TASK DETAILS:
Copy the lines of the listing word for word, starting at the line that contains "In each <instance>" and ending at the line that contains "713L299 642L267 657L235", both included.

INFORMATION SUPPLIED:
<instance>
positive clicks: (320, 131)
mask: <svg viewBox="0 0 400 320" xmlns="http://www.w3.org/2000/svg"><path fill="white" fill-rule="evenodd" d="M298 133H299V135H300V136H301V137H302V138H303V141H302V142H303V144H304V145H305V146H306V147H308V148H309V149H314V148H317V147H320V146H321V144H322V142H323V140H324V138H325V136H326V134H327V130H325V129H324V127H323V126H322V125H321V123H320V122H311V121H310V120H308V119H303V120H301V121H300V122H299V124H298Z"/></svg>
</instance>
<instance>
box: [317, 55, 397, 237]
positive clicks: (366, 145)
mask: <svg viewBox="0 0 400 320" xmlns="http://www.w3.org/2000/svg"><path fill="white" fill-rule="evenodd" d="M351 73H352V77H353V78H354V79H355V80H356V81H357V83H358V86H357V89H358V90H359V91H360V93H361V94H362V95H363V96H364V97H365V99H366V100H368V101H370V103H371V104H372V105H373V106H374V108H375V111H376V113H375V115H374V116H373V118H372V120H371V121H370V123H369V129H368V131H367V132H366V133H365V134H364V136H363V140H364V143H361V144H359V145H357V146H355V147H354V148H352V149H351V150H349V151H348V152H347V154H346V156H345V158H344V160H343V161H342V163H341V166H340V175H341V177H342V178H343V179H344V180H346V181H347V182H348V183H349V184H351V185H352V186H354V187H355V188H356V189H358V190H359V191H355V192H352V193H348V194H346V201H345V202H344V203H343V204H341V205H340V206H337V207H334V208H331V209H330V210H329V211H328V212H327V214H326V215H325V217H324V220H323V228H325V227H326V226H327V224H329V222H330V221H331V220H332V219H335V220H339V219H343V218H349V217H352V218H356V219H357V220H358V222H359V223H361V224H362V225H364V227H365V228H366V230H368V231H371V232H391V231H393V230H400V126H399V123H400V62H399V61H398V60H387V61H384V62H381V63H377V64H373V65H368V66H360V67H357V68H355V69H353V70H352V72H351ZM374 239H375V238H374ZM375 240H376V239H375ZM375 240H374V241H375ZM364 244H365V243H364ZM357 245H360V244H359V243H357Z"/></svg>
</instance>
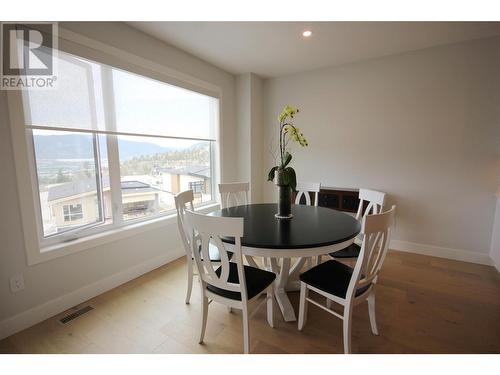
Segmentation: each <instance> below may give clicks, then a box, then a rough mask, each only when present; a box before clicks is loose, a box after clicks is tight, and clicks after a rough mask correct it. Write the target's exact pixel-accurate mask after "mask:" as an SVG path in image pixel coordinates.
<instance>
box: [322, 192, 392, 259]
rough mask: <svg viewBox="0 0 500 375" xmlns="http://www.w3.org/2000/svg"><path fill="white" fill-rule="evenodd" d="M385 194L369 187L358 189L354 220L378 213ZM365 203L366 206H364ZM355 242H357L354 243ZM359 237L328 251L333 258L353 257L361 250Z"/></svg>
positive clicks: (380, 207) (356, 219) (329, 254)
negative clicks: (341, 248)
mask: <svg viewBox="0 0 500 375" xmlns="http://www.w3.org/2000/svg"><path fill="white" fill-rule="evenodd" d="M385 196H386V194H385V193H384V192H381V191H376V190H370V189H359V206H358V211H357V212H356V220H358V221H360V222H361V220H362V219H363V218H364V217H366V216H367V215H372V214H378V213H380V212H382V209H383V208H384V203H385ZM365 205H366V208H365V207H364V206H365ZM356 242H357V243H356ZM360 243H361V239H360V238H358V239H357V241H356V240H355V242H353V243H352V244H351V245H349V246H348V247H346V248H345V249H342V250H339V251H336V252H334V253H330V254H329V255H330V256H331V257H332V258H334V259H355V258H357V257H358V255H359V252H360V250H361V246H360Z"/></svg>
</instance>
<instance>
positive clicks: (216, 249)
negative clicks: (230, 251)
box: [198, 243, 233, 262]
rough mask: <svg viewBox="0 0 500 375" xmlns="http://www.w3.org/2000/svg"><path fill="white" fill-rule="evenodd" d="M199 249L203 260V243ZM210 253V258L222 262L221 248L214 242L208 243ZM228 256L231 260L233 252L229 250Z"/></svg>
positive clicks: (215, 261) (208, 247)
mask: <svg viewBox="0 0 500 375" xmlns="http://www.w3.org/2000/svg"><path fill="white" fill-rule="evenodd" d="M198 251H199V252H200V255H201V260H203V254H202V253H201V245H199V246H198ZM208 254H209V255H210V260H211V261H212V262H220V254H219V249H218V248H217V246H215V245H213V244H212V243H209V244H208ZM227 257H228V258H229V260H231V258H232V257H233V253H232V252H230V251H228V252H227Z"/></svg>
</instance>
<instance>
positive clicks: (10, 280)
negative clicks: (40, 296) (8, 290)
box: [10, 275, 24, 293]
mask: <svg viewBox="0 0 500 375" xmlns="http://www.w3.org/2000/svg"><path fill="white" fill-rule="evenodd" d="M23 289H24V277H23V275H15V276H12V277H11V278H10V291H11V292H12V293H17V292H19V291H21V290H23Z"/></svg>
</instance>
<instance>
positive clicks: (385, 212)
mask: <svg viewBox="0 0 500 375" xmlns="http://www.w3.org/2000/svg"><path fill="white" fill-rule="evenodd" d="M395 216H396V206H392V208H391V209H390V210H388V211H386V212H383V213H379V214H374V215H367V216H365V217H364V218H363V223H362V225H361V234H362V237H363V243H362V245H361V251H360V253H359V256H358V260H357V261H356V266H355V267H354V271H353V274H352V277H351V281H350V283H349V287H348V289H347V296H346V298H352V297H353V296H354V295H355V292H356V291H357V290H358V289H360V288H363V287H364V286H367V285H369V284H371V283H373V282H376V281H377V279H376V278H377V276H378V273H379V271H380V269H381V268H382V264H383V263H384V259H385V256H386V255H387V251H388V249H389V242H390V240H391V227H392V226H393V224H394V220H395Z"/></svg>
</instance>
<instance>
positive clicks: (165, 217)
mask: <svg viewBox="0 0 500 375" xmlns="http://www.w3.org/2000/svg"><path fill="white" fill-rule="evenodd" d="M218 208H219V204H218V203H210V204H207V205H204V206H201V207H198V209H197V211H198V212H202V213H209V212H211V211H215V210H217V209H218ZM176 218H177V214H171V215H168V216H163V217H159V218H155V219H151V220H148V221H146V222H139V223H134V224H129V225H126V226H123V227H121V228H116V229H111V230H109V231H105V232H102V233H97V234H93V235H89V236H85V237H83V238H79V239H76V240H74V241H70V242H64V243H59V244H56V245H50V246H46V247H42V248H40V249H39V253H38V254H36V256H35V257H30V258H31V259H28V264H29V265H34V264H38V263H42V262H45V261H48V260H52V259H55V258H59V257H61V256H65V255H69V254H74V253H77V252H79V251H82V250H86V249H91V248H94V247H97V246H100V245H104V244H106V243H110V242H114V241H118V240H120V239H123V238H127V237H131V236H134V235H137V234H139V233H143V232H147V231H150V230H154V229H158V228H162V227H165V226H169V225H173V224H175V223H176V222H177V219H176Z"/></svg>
---
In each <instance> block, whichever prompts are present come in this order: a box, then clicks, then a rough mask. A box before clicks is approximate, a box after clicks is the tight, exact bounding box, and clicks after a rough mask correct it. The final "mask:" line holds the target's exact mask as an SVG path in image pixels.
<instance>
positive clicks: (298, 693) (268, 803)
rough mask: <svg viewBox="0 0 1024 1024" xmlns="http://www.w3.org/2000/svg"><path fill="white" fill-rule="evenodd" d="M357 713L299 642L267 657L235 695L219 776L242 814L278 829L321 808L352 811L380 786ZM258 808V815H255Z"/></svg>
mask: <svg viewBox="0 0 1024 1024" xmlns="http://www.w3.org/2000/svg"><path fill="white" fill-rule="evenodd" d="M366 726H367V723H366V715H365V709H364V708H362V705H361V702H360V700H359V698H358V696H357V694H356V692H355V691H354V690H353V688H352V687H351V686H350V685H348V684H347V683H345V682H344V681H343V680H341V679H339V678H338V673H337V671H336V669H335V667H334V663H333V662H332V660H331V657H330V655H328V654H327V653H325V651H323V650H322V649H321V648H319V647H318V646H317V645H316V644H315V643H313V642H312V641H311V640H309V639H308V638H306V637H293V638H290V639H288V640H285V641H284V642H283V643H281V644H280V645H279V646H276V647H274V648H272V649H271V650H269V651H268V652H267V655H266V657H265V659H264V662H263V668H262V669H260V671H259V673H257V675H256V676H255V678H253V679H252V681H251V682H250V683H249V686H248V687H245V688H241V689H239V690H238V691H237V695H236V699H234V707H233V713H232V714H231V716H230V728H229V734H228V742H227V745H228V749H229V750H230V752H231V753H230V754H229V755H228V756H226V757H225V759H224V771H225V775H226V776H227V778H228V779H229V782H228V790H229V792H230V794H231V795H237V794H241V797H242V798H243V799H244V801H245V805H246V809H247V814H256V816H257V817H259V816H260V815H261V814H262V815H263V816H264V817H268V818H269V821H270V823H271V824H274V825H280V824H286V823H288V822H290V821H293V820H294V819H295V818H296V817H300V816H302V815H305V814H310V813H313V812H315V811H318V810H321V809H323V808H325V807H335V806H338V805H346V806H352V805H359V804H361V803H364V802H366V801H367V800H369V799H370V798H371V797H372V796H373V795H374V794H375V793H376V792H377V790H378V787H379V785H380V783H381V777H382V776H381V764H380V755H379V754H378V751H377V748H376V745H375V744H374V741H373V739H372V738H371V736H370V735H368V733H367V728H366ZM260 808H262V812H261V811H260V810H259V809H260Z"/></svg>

ANSWER FOR THIS EXERCISE:
In each <instance> block, whichever prompts are present come in this order: a box, then clicks, then a rough mask. A box before clicks is approximate, a box after clicks is the tight, exact bounding box, and clicks after a rough mask correct it. The final "mask:" line holds the target's exact mask as an SVG path in image pixels.
<instance>
positive clicks: (298, 693) (268, 803)
rough mask: <svg viewBox="0 0 1024 1024" xmlns="http://www.w3.org/2000/svg"><path fill="white" fill-rule="evenodd" d="M357 713L299 642L267 657L235 695L219 776L242 814L278 829L321 808L352 811L380 786ZM258 808V815H255Z"/></svg>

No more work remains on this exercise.